Extracted records =>
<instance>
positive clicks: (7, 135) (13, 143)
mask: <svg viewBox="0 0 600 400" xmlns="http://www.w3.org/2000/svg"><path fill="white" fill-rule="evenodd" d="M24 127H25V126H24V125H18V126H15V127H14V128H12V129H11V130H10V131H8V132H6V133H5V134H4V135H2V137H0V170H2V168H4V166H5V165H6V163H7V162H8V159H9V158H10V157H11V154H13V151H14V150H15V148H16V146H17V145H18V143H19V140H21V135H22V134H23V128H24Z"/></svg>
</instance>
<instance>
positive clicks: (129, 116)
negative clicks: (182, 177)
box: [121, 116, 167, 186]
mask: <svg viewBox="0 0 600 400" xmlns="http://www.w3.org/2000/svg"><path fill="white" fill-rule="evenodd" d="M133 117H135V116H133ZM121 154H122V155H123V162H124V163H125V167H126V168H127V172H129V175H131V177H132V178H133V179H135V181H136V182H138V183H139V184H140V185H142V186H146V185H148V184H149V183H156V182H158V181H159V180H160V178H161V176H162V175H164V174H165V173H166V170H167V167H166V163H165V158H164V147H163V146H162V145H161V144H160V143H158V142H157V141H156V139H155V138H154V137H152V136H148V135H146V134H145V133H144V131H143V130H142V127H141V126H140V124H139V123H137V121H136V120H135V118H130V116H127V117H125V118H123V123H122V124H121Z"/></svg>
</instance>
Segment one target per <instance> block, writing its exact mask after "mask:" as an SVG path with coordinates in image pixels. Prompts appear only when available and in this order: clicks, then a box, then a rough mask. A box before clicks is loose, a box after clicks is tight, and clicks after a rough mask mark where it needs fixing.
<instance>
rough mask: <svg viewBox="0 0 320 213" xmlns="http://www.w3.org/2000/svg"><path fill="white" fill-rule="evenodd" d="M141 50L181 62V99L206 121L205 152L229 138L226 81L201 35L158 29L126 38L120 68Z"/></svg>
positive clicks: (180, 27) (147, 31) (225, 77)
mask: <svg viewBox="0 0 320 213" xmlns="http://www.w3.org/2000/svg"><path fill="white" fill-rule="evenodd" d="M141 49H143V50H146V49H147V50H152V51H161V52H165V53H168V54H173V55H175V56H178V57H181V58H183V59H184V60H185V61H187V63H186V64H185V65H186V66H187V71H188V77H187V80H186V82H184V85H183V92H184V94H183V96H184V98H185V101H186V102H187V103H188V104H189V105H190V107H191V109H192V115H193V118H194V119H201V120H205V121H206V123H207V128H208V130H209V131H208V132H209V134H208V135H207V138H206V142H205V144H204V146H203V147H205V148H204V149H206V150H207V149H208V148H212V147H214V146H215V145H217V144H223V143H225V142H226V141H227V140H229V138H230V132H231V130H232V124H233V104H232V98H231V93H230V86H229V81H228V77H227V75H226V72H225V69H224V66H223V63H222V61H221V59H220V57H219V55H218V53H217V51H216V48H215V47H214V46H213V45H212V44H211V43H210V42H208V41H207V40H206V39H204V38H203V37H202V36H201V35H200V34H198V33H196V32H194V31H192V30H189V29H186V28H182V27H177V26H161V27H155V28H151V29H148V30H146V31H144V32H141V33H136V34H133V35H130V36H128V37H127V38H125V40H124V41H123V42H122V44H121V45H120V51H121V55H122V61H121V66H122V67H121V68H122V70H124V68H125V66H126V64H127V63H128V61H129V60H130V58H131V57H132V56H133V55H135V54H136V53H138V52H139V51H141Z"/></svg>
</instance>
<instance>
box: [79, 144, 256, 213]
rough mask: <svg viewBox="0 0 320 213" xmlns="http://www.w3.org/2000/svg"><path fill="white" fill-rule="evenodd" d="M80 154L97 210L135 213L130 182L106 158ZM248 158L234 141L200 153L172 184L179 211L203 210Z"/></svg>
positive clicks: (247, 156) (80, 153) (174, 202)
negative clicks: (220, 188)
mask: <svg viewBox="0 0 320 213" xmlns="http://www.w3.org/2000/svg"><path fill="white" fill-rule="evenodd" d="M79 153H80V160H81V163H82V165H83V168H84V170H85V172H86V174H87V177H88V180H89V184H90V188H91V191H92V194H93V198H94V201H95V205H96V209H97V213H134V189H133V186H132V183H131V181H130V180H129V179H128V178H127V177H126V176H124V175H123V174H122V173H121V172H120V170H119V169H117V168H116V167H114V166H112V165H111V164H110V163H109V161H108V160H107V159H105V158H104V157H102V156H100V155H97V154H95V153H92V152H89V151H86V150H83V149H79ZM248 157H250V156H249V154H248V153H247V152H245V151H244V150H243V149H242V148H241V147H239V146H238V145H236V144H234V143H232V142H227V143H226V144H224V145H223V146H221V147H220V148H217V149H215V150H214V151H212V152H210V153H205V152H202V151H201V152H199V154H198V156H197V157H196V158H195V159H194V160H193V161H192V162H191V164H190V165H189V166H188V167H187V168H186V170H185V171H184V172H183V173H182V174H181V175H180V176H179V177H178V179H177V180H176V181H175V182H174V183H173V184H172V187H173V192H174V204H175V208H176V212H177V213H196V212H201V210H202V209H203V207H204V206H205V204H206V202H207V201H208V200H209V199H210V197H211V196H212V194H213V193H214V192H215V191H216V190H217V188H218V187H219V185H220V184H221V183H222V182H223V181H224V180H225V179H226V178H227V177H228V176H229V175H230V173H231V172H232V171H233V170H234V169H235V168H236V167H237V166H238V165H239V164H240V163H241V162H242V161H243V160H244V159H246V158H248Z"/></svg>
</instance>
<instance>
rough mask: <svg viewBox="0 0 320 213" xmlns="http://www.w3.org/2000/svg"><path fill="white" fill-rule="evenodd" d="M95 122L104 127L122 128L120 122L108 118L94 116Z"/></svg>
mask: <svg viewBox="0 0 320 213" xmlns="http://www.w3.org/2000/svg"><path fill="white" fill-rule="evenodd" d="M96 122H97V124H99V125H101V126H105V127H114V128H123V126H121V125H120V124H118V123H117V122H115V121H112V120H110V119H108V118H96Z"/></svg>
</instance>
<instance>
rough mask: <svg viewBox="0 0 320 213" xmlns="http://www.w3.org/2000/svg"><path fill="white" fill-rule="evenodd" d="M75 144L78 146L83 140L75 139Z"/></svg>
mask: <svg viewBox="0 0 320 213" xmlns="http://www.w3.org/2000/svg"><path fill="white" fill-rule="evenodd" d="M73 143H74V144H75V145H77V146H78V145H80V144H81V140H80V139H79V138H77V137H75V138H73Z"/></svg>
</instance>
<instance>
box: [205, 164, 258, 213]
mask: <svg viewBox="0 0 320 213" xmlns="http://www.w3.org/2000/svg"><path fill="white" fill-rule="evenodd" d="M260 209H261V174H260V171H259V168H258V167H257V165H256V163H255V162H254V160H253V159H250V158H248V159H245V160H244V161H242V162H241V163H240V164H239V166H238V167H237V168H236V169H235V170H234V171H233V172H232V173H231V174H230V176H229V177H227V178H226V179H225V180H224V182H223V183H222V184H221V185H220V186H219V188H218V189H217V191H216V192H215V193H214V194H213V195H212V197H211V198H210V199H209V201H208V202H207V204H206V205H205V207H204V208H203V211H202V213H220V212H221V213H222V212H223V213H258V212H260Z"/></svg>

What is needed =>
From the first line of the records above down to the line containing "50L181 62V99L206 121L205", repeat each line exactly as written. Include both of those lines and add nothing.

Answer box =>
<instance>
positive clicks: (7, 135) (13, 143)
mask: <svg viewBox="0 0 600 400" xmlns="http://www.w3.org/2000/svg"><path fill="white" fill-rule="evenodd" d="M24 127H25V126H24V125H18V126H15V127H14V128H12V129H11V130H10V131H8V132H6V133H5V134H4V135H2V137H0V170H2V168H4V166H5V165H6V163H7V162H8V159H9V158H10V157H11V154H13V151H14V150H15V148H16V146H17V145H18V143H19V140H21V135H22V134H23V128H24Z"/></svg>
</instance>
<instance>
positive clicks: (129, 116)
negative clicks: (182, 177)
box: [121, 116, 167, 186]
mask: <svg viewBox="0 0 600 400" xmlns="http://www.w3.org/2000/svg"><path fill="white" fill-rule="evenodd" d="M133 117H135V116H133ZM121 154H122V155H123V162H124V163H125V167H126V168H127V172H129V175H131V177H132V178H133V179H135V181H136V182H138V183H139V184H140V185H142V186H146V185H148V184H149V183H156V182H158V181H159V180H160V178H161V176H162V175H164V174H165V173H166V170H167V167H166V163H165V158H164V147H163V146H162V145H161V144H160V143H158V142H157V141H156V139H155V138H154V137H152V136H148V135H146V134H145V133H144V131H143V130H142V127H141V126H140V124H139V123H137V121H136V120H135V118H130V116H127V117H125V118H123V123H122V124H121Z"/></svg>
</instance>
Segment one target per <instance> block, writing its exact mask after "mask:" as an SVG path with coordinates in image pixels. Prompts appear only when available and in this order: clicks, then a box, then a rough mask. A box before clicks is loose, a box after clicks is tight, and clicks after a rough mask mark where it needs fixing.
<instance>
rough mask: <svg viewBox="0 0 320 213" xmlns="http://www.w3.org/2000/svg"><path fill="white" fill-rule="evenodd" d="M141 50L181 62V99L206 121L205 152L229 138L226 81L201 35L158 29L126 38L120 68Z"/></svg>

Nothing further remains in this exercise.